Le chancelier Kurz a « instrumentalisé cette pandémie, il a politisé le virus », a accusé pour sa part le journaliste Michael Fleischhacker, à qui l’on a beaucoup reproché de faire de l’audience sur les plateaux de la chaîne privée Servus TV en y invitant surtout des anti-vaccins : « Ce n’est pas vrai, réplique-t-il, la moitié des invités soutenaient la politique du gouvernement ».
Vacciner tout le monde
Le comble a sans doute été atteint lorsque le chancelier, durant l’été 2021, a orchestré une campagne d’affiches annonçant triomphalement que le virus avait été « vaincu ». Quelques mois après était prise dans la panique la décision de vacciner tout le monde ! Puis de suspendre presque aussitôt cette mesure.

........

* **Consignes de travail**
[1] Sur quelle chaîne privée Michael Fleischhacker invitait-il des anti-vaccins, d'après l'extrait ?
[2] Recopiez le passage de l'extrait compris entre « Le chancelier Kurz » et « aussitôt cette mesure. », ces deux bornes incluses.

* **Données extraites**
........

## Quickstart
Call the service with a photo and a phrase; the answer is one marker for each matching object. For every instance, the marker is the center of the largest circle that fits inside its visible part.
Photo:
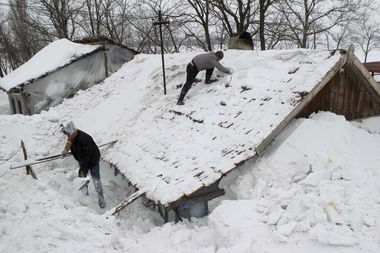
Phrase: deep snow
(316, 189)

........

* **Corrigé de l'exercice**
[1] Sur Servus TV.

[2]
Le chancelier Kurz a « instrumentalisé cette pandémie, il a politisé le virus », a accusé pour sa part le journaliste Michael Fleischhacker, à qui l’on a beaucoup reproché de faire de l’audience sur les plateaux de la chaîne privée Servus TV en y invitant surtout des anti-vaccins : « Ce n’est pas vrai, réplique-t-il, la moitié des invités soutenaient la politique du gouvernement ».
Vacciner tout le monde
Le comble a sans doute été atteint lorsque le chancelier, durant l’été 2021, a orchestré une campagne d’affiches annonçant triomphalement que le virus avait été « vaincu ». Quelques mois après était prise dans la panique la décision de vacciner tout le monde ! Puis de suspendre presque aussitôt cette mesure.